───── Provided text
Dressed in her polio campaign vest, Dr. Tasneem Abu Al-Qambaz walks the streets of Deir al Balah, stopping parents and administering an oral vaccine to their kids, then marks each child with a black dot on their nail.
Polio immunization rollout began in central Gaza on Sunday after Israel and Hamas agreed to brief pauses in the war so children could be vaccinated.
International organizations, including the United Nations and the World Health Organization, will vaccinate 640,000 children under the age of 10 after an 11-month-old baby was confirmed to have contracted the virus. The WHO confirmed Abdel Rahman Abu Al-Jidyan’s left leg became paralyzed from polio. His case is the first in Gaza in 25 years.
“The polio virus is very important because the virus is very aggressive and leads to paralysis, which is irreversible,” Abu Al-Qambaz told CBC freelance videographer Mohamed El Saife.
“So this is the urgency for doing the vaccinations.”
The campaign began in central Gaza and will move to other areas in the coming days. It will also move to the southern tip of the Gaza Strip before heading north for a final leg.
Fighting will pause for at least eight hours on three consecutive days. The WHO said it will likely need to extend the campaign to a fourth day.
Vaccinated children will also need a booster in a month to ensure the immunization campaign’s success.
Dr. Hamid Jafari, director of polio eradication at the WHO told CBC News that international organizations are already planning or the booster campaign in four weeks.
“When we do that second round, there will be great turnout of families. Health-care workers will be more confident,” he said.
“We may be able to add on other essential humanitarian services and items like hygiene care, nutritional supplements and things like that on the corridor that has been established for polio vaccination.”
While mobile teams continued to walk the streets of Deir al Balah, the United Nations Relief and Works Agency for Palestine (UNRWA) held a clinic at one of their facilities in central Gaza.
One parent at the clinic was Omar Abu Sayedou, 33, who brought his three daughters for the vaccine.
“Thank God this vaccine arrived in the Gaza Strip, given the circumstances that we’re in,” he told El Saife.
At the Yaffa Hospital in Deir al Balah, hundreds of parents crowd the hospital courtyard, children in tow. As they moved toward the table where health-care workers are administering the vaccine, there was an ease in the air because the sound of bombs and drones was missing.
Parents who reach the table lay their children down. A health official administers then the dose of the vaccine in their mouths.
──────────
**Task requirements**
- A) From the article on the Gaza polio vaccination campaign, set down the stretch from "While mobile teams" through "in their mouths." word for word.
- B) Summarize the article on the Gaza polio vaccination campaign in two sentences.
- C) Answer these questions using the article on the Gaza polio vaccination campaign:
(i) How many children under the age of 10 will be vaccinated?
(ii) What does Dr. Tasneem Abu Al-Qambaz put on each child after giving the vaccine?
(iii) How old is Omar Abu Sayedou, and how many daughters did he bring to the clinic?
The collected data comes from a separate source, unrelated to the article on the Gaza polio vaccination campaign.
───── Excerpted records
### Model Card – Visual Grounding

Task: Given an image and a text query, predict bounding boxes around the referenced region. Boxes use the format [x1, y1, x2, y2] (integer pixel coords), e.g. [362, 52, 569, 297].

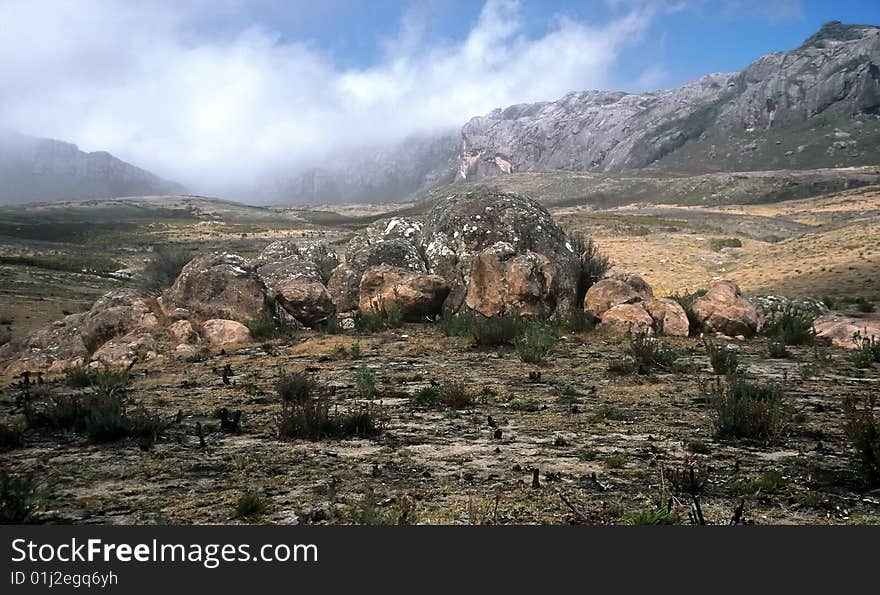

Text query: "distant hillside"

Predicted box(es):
[458, 22, 880, 180]
[0, 132, 186, 204]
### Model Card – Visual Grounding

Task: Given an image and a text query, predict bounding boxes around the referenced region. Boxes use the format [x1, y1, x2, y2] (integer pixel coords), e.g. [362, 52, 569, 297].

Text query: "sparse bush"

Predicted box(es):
[515, 321, 556, 364]
[703, 337, 739, 376]
[0, 424, 23, 452]
[0, 471, 43, 525]
[571, 234, 611, 304]
[275, 372, 318, 403]
[550, 308, 599, 334]
[852, 333, 880, 368]
[669, 289, 706, 337]
[140, 246, 193, 295]
[351, 490, 418, 525]
[244, 306, 299, 341]
[355, 303, 403, 333]
[233, 491, 269, 519]
[626, 333, 678, 374]
[355, 366, 378, 399]
[761, 304, 816, 346]
[625, 507, 678, 526]
[709, 376, 788, 441]
[278, 396, 383, 440]
[709, 238, 742, 252]
[843, 396, 880, 485]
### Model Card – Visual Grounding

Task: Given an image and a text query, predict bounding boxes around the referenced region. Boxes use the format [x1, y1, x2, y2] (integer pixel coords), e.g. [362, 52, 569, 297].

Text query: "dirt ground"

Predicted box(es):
[0, 325, 880, 524]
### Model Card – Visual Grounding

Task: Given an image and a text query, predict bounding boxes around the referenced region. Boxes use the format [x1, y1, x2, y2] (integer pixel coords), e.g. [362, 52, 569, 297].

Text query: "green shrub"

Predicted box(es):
[852, 333, 880, 368]
[703, 337, 739, 376]
[275, 372, 318, 403]
[761, 304, 816, 345]
[669, 289, 706, 337]
[843, 396, 880, 485]
[571, 234, 611, 304]
[515, 321, 556, 364]
[232, 491, 269, 519]
[625, 507, 678, 526]
[625, 333, 678, 374]
[278, 396, 383, 440]
[0, 424, 24, 452]
[709, 376, 788, 441]
[140, 246, 193, 295]
[0, 471, 43, 525]
[355, 303, 403, 333]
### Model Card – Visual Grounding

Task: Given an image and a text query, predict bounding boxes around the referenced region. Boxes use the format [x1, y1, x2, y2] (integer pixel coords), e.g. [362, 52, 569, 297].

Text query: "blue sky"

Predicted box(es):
[203, 0, 880, 90]
[0, 0, 880, 193]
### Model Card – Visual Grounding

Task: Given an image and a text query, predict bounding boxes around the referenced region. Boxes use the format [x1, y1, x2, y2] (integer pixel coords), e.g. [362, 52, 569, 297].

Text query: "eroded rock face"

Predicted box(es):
[584, 279, 647, 318]
[162, 253, 267, 320]
[359, 265, 449, 321]
[327, 217, 428, 313]
[202, 318, 251, 347]
[813, 313, 880, 349]
[257, 256, 333, 326]
[643, 298, 690, 337]
[601, 303, 654, 335]
[693, 281, 758, 337]
[420, 189, 579, 311]
[465, 243, 557, 316]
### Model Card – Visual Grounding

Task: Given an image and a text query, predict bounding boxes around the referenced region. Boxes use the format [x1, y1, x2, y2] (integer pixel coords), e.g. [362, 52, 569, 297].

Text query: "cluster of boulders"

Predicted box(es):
[0, 190, 872, 373]
[584, 273, 759, 337]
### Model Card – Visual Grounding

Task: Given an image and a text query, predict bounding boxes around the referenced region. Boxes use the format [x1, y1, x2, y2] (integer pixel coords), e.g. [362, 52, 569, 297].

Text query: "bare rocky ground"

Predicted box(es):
[0, 325, 880, 524]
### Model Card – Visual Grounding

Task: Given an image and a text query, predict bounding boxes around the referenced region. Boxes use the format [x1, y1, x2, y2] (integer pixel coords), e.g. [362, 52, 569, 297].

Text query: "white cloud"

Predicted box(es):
[0, 0, 656, 192]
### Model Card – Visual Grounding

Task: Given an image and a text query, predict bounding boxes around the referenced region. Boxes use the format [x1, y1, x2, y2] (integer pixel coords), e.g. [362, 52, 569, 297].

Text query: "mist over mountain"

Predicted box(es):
[0, 131, 186, 204]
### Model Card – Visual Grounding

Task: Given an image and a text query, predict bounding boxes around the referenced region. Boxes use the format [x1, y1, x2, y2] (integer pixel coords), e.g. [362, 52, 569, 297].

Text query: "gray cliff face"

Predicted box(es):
[0, 133, 186, 204]
[457, 23, 880, 180]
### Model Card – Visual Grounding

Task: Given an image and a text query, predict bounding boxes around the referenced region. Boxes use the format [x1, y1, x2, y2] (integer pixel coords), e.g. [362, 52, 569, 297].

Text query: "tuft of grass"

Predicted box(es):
[244, 306, 299, 341]
[232, 491, 269, 519]
[355, 304, 403, 333]
[278, 396, 384, 440]
[625, 333, 678, 374]
[0, 471, 43, 525]
[515, 321, 556, 364]
[625, 507, 679, 526]
[275, 372, 319, 403]
[709, 376, 788, 441]
[761, 304, 816, 346]
[843, 395, 880, 485]
[355, 366, 378, 399]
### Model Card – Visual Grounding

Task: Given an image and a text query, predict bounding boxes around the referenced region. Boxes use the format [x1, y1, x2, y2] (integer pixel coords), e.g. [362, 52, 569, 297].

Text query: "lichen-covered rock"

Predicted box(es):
[420, 189, 579, 310]
[202, 318, 251, 347]
[327, 217, 428, 313]
[584, 279, 646, 318]
[642, 298, 690, 337]
[465, 247, 557, 316]
[168, 320, 198, 343]
[162, 253, 268, 320]
[600, 303, 654, 335]
[693, 281, 758, 337]
[359, 265, 449, 321]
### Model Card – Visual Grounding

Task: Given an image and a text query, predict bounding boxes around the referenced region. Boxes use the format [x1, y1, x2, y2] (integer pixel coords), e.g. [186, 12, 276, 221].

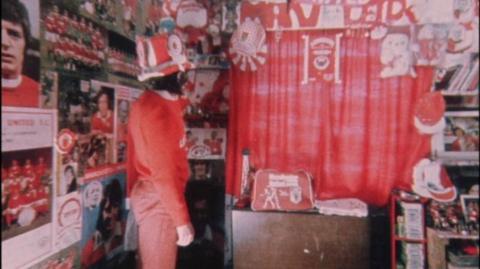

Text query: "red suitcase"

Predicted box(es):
[251, 169, 314, 211]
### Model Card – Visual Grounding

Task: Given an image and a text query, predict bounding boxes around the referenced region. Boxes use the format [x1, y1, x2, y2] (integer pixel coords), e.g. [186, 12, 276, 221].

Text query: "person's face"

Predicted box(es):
[98, 94, 108, 113]
[65, 169, 75, 184]
[70, 105, 83, 123]
[455, 128, 465, 137]
[193, 163, 207, 179]
[194, 200, 208, 223]
[2, 20, 26, 78]
[102, 199, 120, 231]
[118, 102, 129, 122]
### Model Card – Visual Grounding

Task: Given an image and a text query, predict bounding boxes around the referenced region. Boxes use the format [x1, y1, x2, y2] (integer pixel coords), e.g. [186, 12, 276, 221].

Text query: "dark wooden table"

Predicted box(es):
[232, 209, 370, 269]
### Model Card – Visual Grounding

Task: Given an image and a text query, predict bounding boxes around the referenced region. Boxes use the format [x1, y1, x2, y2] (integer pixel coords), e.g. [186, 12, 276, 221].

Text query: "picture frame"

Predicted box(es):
[460, 194, 479, 223]
[432, 111, 479, 162]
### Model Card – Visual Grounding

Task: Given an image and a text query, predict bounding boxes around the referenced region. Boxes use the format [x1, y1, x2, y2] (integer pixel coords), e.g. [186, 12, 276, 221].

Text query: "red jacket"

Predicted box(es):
[127, 90, 190, 226]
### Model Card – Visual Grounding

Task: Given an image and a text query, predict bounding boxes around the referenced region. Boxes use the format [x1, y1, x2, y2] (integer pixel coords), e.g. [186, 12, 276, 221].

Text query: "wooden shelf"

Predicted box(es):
[394, 236, 427, 244]
[427, 228, 479, 240]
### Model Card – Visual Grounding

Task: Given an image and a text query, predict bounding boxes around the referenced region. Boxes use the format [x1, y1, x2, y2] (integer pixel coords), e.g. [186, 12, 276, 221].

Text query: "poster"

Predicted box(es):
[28, 243, 80, 269]
[79, 0, 137, 38]
[2, 0, 40, 107]
[114, 86, 142, 163]
[86, 81, 117, 170]
[54, 191, 82, 250]
[57, 74, 93, 177]
[40, 70, 58, 108]
[185, 128, 227, 159]
[81, 166, 127, 269]
[432, 111, 479, 162]
[41, 1, 107, 73]
[434, 53, 479, 95]
[186, 69, 229, 115]
[2, 107, 57, 268]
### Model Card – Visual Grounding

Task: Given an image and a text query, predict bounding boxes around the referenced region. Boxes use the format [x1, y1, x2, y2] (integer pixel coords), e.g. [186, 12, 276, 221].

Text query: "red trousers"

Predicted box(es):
[131, 180, 177, 269]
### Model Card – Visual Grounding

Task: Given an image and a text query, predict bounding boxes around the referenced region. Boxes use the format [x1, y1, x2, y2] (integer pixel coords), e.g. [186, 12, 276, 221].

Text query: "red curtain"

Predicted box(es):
[227, 30, 433, 205]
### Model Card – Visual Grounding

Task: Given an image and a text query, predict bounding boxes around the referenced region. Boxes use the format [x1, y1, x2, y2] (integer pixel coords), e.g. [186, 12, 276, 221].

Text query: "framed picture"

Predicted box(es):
[434, 53, 479, 95]
[460, 194, 479, 223]
[432, 111, 479, 162]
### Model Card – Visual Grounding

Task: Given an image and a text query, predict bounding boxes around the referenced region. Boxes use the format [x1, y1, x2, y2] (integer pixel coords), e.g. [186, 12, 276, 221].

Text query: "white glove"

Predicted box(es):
[176, 223, 195, 247]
──────────
**Results for each task**
- A)
While mobile teams continued to walk the streets of Deir al Balah, the United Nations Relief and Works Agency for Palestine (UNRWA) held a clinic at one of their facilities in central Gaza.
One parent at the clinic was Omar Abu Sayedou, 33, who brought his three daughters for the vaccine.
“Thank God this vaccine arrived in the Gaza Strip, given the circumstances that we’re in,” he told El Saife.
At the Yaffa Hospital in Deir al Balah, hundreds of parents crowd the hospital courtyard, children in tow. As they moved toward the table where health-care workers are administering the vaccine, there was an ease in the air because the sound of bombs and drones was missing.
Parents who reach the table lay their children down. A health official administers then the dose of the vaccine in their mouths.

- B) A polio vaccination campaign began in central Gaza on Sunday after Israel and Hamas agreed to brief pauses in the war, and international organizations including the United Nations and the World Health Organization will vaccinate 640,000 children under 10 after an 11-month-old became the first polio case in Gaza in 25 years. Fighting will pause for at least eight hours on three consecutive days as the campaign moves from central Gaza to the south and then the north, and vaccinated children will need a booster in a month.

- C)
(i) 640,000 children.
(ii) A black dot on the child's nail.
(iii) He is 33, and he brought three daughters.